[Opening STORED DATA section]

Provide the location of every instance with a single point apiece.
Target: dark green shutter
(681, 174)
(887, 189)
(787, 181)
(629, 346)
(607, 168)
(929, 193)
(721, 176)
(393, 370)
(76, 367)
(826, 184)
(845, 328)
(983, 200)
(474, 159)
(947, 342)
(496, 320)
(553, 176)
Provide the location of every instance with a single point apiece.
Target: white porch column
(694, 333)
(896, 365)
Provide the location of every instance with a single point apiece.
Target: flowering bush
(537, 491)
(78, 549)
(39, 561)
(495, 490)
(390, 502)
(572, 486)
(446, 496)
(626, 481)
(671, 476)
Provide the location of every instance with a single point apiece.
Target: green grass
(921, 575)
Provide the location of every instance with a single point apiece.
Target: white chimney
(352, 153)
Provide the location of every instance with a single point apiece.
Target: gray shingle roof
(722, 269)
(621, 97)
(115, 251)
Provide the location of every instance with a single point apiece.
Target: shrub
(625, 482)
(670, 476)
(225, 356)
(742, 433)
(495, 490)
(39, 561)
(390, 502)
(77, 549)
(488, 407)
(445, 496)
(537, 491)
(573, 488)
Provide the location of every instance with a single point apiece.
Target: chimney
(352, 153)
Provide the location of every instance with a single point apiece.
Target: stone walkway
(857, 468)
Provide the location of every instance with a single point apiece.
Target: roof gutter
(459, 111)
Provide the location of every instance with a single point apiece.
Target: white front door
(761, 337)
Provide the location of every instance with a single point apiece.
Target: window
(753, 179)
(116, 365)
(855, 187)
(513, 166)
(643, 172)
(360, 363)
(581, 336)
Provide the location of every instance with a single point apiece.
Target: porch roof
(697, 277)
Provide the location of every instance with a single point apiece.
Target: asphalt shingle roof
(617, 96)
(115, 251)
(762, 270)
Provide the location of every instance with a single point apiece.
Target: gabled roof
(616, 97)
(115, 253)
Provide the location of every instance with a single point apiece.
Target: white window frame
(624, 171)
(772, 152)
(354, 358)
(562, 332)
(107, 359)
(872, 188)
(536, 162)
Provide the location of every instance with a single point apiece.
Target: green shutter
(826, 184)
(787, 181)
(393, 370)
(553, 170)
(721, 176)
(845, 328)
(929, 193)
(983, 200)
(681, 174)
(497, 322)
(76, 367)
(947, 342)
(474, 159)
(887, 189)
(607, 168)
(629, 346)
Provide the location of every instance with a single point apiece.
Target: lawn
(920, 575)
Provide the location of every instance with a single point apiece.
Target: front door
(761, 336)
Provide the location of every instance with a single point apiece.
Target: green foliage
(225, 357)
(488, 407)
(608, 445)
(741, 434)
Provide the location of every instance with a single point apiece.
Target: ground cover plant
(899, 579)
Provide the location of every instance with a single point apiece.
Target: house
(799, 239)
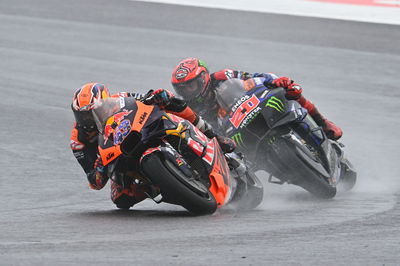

[Closing STORED DATA section]

_THE PROBLEM_: Would you set down the listing exactly, omitting pictures?

_TASK RESPONSE_:
Provide the location of every instance with a single point apiece.
Target: dark green shutter
(681, 174)
(887, 189)
(787, 181)
(629, 346)
(607, 168)
(929, 193)
(721, 176)
(393, 370)
(76, 367)
(826, 184)
(845, 328)
(983, 200)
(474, 159)
(947, 342)
(496, 320)
(553, 176)
Provide the location of every instance with a single point apiece.
Target: white porch column
(694, 333)
(896, 365)
Provide the location of every instance with a single point apiece.
Target: flowering bush
(537, 491)
(78, 549)
(39, 561)
(495, 490)
(390, 502)
(572, 486)
(446, 496)
(626, 481)
(671, 476)
Provide the location of every instance with a single point apiece.
Target: green grass
(921, 575)
Provide the location of every instance with a single point apiece.
Target: white chimney
(352, 153)
Provide the location of every instance with a single point apiece.
Target: gray shingle roof
(722, 269)
(621, 97)
(115, 251)
Provide the location of every instance with a single point apiece.
Target: shrub
(625, 482)
(670, 476)
(225, 356)
(742, 433)
(495, 490)
(39, 561)
(390, 502)
(77, 549)
(488, 407)
(445, 496)
(537, 491)
(573, 488)
Provide the location of every instance with a single point apiece.
Target: chimney
(352, 153)
Provide the location of every instance with a single point apiece.
Target: stone walkway
(857, 468)
Provide the location of every instance with a single point apiece.
Target: roof gutter
(459, 111)
Provide the location of every instance with a single point apiece.
Target: white front door
(761, 337)
Provide the location of every instance with a single point apiece.
Target: window
(753, 179)
(116, 365)
(855, 187)
(513, 166)
(643, 172)
(360, 363)
(581, 336)
Provide the location of every instance with a single point apiece.
Target: porch roof
(697, 277)
Provide the location of every instance with a single point apiece.
Target: asphalt shingle roof
(617, 96)
(115, 251)
(762, 270)
Provide the location of every instance with a single point apiece.
Target: gabled roof
(616, 97)
(115, 253)
Provide the location of every instance with a single point apiece.
Target: white window frame
(624, 171)
(772, 152)
(354, 358)
(562, 332)
(107, 359)
(872, 188)
(536, 162)
Provide the location of every instance with a single point apiece.
Target: green shutter
(826, 184)
(787, 181)
(393, 370)
(553, 170)
(721, 176)
(845, 328)
(929, 193)
(983, 200)
(681, 174)
(497, 322)
(76, 367)
(947, 342)
(474, 159)
(887, 189)
(607, 168)
(629, 346)
Provide the location of every instance with a single point apiece.
Target: lawn
(920, 575)
Provide the location of every instance with a single point apiece.
Target: front door
(761, 336)
Provide the location of every instance with a single point apiece.
Target: green foliage
(225, 357)
(488, 407)
(608, 445)
(741, 434)
Provide the location of every instance with a single point apiece.
Target: ground cover plant
(899, 579)
Provide the location of every instance with a single point apiece.
Target: house
(799, 239)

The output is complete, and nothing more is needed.